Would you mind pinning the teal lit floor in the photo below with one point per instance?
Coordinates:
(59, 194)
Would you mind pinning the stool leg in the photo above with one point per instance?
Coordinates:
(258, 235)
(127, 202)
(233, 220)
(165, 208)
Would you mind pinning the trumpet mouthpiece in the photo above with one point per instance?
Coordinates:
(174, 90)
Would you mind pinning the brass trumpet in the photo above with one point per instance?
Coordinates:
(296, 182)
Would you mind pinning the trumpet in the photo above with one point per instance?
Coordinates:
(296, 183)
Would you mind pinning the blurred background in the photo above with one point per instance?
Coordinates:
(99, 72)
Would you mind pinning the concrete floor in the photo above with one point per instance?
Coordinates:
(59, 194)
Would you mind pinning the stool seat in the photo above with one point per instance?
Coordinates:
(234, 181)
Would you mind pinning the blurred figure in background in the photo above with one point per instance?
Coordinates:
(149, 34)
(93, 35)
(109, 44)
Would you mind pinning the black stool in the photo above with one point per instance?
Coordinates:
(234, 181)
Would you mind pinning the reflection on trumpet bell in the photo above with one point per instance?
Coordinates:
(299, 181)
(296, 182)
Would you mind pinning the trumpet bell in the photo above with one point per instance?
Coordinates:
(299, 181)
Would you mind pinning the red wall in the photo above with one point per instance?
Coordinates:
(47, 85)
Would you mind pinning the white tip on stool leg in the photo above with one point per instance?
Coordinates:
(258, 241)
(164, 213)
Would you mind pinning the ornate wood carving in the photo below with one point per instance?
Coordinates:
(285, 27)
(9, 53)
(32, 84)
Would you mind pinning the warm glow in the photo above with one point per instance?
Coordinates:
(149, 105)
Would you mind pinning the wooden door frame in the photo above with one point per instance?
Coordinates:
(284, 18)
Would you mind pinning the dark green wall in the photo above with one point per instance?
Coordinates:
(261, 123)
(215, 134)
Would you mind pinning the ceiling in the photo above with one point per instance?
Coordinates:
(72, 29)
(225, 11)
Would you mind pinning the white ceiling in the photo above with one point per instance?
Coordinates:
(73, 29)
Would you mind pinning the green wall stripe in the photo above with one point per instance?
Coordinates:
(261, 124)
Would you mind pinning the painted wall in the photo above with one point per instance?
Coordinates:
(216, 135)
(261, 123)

•••

● Instruction:
Give back all of the records above word for word, in their original order.

● Complete output:
Would you mind pinning the teal lit floor in the photo below with one point per instance?
Coordinates:
(59, 194)
Would you mind pinning the stool leg in the photo above with one point per instance?
Coordinates:
(258, 235)
(127, 202)
(233, 220)
(165, 208)
Would you mind pinning the trumpet mouthpiece in the photo above with one point per instance?
Coordinates:
(174, 90)
Would you mind pinning the brass trumpet in the photo above with one point per instance?
Coordinates:
(296, 182)
Would you mind pinning the trumpet in the photo above with one point per instance?
Coordinates:
(296, 183)
Would you mind pinning the blurred background in the photo above with one point per instance?
Coordinates:
(99, 72)
Would you mind pinning the concrete floor in the photo above with one point per instance?
Coordinates:
(59, 194)
Would you mind pinning the stool seat in the photo above with one point per instance?
Coordinates:
(234, 181)
Would you mind pinning the blurred figure in background in the photo above with one point per instance?
Coordinates:
(149, 34)
(93, 35)
(109, 44)
Would you mind pinning the black stool in the photo above with one point per instance?
Coordinates:
(234, 181)
Would you mind pinning the reflection on trumpet bell in the photo above with one point per instance?
Coordinates:
(299, 181)
(296, 182)
Would you mind pinning the trumpet bell in the photo above with one point per instance?
Coordinates:
(299, 181)
Would you mind pinning the red wall in the photo above with one point per instance?
Coordinates:
(47, 85)
Would you mind pinning the white tip on stool leg in the photo above with one point per instance?
Coordinates:
(258, 241)
(164, 213)
Would you mind pinning the ornate wood carving in the photo below with one point per instance?
Coordinates:
(285, 27)
(9, 53)
(32, 84)
Would you mind pinning the warm glow in the photo above with one point per instance?
Coordinates:
(149, 105)
Would you mind pinning the wooden door frame in the photo above with one point per instance?
Coordinates:
(284, 18)
Would you mind pinning the dark green wall in the photo above with one point per instance?
Coordinates:
(261, 123)
(215, 134)
Would you mind pinning the ceiling in the photo above with one point per instance?
Coordinates:
(72, 29)
(225, 11)
Would you mind pinning the white ceiling in the photo above with one point per instance?
Coordinates:
(73, 29)
Would you mind pinning the green wall stripe in the photo above with one point per instance?
Coordinates:
(261, 124)
Would you mind pinning the painted wall in the photo above with one point per instance?
Coordinates:
(216, 135)
(261, 123)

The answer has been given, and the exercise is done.